§ **Task requirements**: Render each line of the entries below as a Markdown table with the columns No. and Text, numbering the rows and skipping blank lines. Leave the pictures out of the table.

Records of labeled points:
□ □ □ □
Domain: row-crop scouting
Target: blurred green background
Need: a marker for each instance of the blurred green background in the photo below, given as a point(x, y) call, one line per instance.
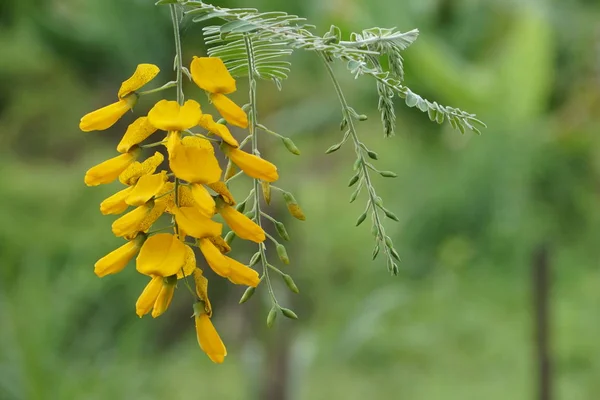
point(458, 321)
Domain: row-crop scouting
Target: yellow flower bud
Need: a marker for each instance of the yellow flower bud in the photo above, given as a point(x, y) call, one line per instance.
point(107, 116)
point(243, 226)
point(241, 274)
point(232, 113)
point(203, 199)
point(129, 223)
point(164, 296)
point(170, 116)
point(143, 74)
point(196, 224)
point(146, 188)
point(161, 255)
point(214, 258)
point(109, 170)
point(136, 133)
point(207, 122)
point(209, 340)
point(136, 170)
point(115, 204)
point(115, 261)
point(148, 297)
point(211, 75)
point(252, 165)
point(192, 159)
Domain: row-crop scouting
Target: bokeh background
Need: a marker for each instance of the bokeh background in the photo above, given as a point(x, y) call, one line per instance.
point(457, 323)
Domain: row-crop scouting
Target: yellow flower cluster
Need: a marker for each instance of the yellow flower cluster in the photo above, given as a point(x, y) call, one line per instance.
point(190, 190)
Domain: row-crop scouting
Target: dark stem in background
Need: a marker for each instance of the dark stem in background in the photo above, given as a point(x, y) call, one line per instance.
point(541, 280)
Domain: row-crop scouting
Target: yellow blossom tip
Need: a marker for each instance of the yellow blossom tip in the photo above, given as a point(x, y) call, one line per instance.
point(232, 113)
point(170, 116)
point(143, 74)
point(211, 75)
point(107, 116)
point(161, 255)
point(109, 170)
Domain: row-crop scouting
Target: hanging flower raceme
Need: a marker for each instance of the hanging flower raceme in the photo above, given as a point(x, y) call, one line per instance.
point(106, 117)
point(211, 75)
point(189, 190)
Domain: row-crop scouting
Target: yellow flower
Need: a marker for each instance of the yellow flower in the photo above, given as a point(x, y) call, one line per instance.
point(232, 113)
point(146, 188)
point(106, 117)
point(163, 300)
point(128, 224)
point(209, 340)
point(201, 284)
point(221, 244)
point(161, 255)
point(148, 297)
point(160, 205)
point(211, 75)
point(196, 224)
point(223, 190)
point(118, 259)
point(136, 170)
point(190, 263)
point(252, 165)
point(192, 159)
point(207, 122)
point(214, 258)
point(243, 226)
point(241, 274)
point(115, 204)
point(143, 74)
point(203, 199)
point(136, 133)
point(170, 116)
point(109, 170)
□ □ □ □
§ **Exercise response**:
| No. | Text |
|---|---|
| 1 | Domain: row-crop scouting |
| 2 | Target: blurred green background |
| 3 | Need: a marker for each instance of the blurred green background in the photo below, given as a point(x, y) call, one line per instance. |
| 4 | point(458, 321) |
| 5 | Domain: row-crop scouting |
| 6 | Target: yellow flower bud |
| 7 | Need: a marker for each instance of the yellow flower bud in the photo above, given as a point(x, y) call, one line per instance. |
| 8 | point(107, 116) |
| 9 | point(243, 226) |
| 10 | point(241, 274) |
| 11 | point(232, 113) |
| 12 | point(203, 199) |
| 13 | point(129, 223) |
| 14 | point(164, 296) |
| 15 | point(170, 116) |
| 16 | point(143, 74) |
| 17 | point(196, 224) |
| 18 | point(146, 188) |
| 19 | point(161, 255) |
| 20 | point(214, 258) |
| 21 | point(109, 170) |
| 22 | point(136, 133) |
| 23 | point(207, 122) |
| 24 | point(209, 340) |
| 25 | point(136, 170) |
| 26 | point(115, 204) |
| 27 | point(115, 261) |
| 28 | point(148, 297) |
| 29 | point(211, 75) |
| 30 | point(252, 165) |
| 31 | point(192, 159) |
| 32 | Domain: row-crop scouting |
| 33 | Target: bokeh background |
| 34 | Need: a marker for each instance of the bokeh background in the photo above, given as a point(x, y) call, one line per instance. |
| 35 | point(457, 323) |
| 36 | Domain: row-crop scouting |
| 37 | Target: yellow flower cluster |
| 38 | Need: a marker for each instance of the yellow flower cluster in the photo above, given as a point(x, y) call, one line per instance. |
| 39 | point(190, 190) |
| 40 | Domain: row-crop scouting |
| 41 | Target: dark stem in background |
| 42 | Need: a marker for each instance of the dark stem in background in the photo above, given as a point(x, y) call, one line per instance. |
| 43 | point(541, 280) |
| 44 | Domain: row-crop scouting |
| 45 | Target: yellow blossom tip |
| 46 | Need: a marker for each instance of the yellow blossom tip in the photo above, given as a point(x, y) call, one line per instance. |
| 47 | point(232, 113) |
| 48 | point(170, 116) |
| 49 | point(143, 74) |
| 50 | point(211, 75) |
| 51 | point(107, 116) |
| 52 | point(161, 255) |
| 53 | point(109, 170) |
| 54 | Domain: row-crop scouting |
| 55 | Target: hanging flower raceme |
| 56 | Need: a marker for each instance of the hanging flower raceme in the photo above, given as a point(x, y) call, one line per instance. |
| 57 | point(106, 117) |
| 58 | point(211, 75) |
| 59 | point(189, 190) |
| 60 | Domain: row-crop scouting |
| 61 | Target: yellow flower |
| 62 | Need: a marker for each instance of the yellow flower in the photo above, given as a point(x, y) call, one line per instance. |
| 63 | point(232, 113) |
| 64 | point(146, 188) |
| 65 | point(106, 117) |
| 66 | point(163, 300) |
| 67 | point(128, 224) |
| 68 | point(209, 340) |
| 69 | point(201, 284) |
| 70 | point(221, 244) |
| 71 | point(161, 255) |
| 72 | point(148, 297) |
| 73 | point(160, 205) |
| 74 | point(211, 75) |
| 75 | point(196, 224) |
| 76 | point(223, 190) |
| 77 | point(118, 259) |
| 78 | point(136, 170) |
| 79 | point(190, 263) |
| 80 | point(252, 165) |
| 81 | point(192, 159) |
| 82 | point(207, 122) |
| 83 | point(214, 258) |
| 84 | point(243, 226) |
| 85 | point(241, 274) |
| 86 | point(115, 204) |
| 87 | point(143, 74) |
| 88 | point(203, 199) |
| 89 | point(136, 133) |
| 90 | point(170, 116) |
| 91 | point(109, 170) |